• _TEXTE À LIRE_:
------------
(Quinze heures treize minutes)
M. Carmant : Bonjour à tous et
merci de votre présence.
Je vous ai convoqués ici parce que je veux
adresser le drame qui a eu lieu à Granby hier. Une fillette de sept ans, connue
de la direction de la protection de la jeunesse de la région, a succombé à ses
blessures et est décédée. Je tiens d'abord à exprimer toutes mes condoléances
aux proches de l'enfant. Je veux aussi exprimer ma sympathie au personnel de la
DPJ en Estrie qui doit composer avec ce terrible événement.
Ce qui est arrivé à cette fillette est
tragique. Il est primordial pour moi et pour le gouvernement du Québec de faire
la lumière sur ce qui s'est passé. Trois actions ont été entreprises à la suite
de cet événement dramatique. Premièrement, il y a une enquête criminelle menée
par la police qui est présentement en cours. Deuxièmement, j'ai demandé à ce
qu'une analyse des interventions soit faite rapidement par le CIUSSS de
l'Estrie. L'objectif est d'établir quelles actions auraient pu être posées pour
éviter cette situation. J'ai exigé que ce rapport soit déposé sur mon bureau
dans les plus brefs délais. C'est un dossier prioritaire pour moi. Ce rapport
sera confidentiel en raison des informations cliniques et personnelles qui
pourraient s'y trouver.
------------
• _LISTE AFFICHÉE_:
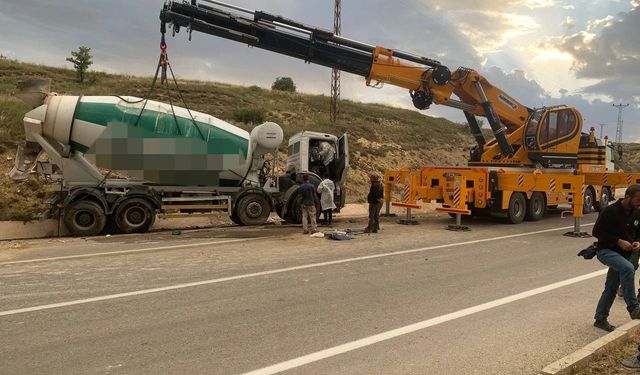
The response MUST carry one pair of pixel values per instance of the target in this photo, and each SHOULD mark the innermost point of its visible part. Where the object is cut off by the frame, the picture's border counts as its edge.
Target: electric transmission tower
(335, 73)
(619, 129)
------------
• _CONSIGNE_: D'après le texte à lire, pour quelle raison le rapport demandé au CIUSSS de l'Estrie sera-t-il confidentiel ?

• _RÉPONSE ATTENDUE_: Il sera confidentiel en raison des informations cliniques et personnelles qui pourraient s'y trouver.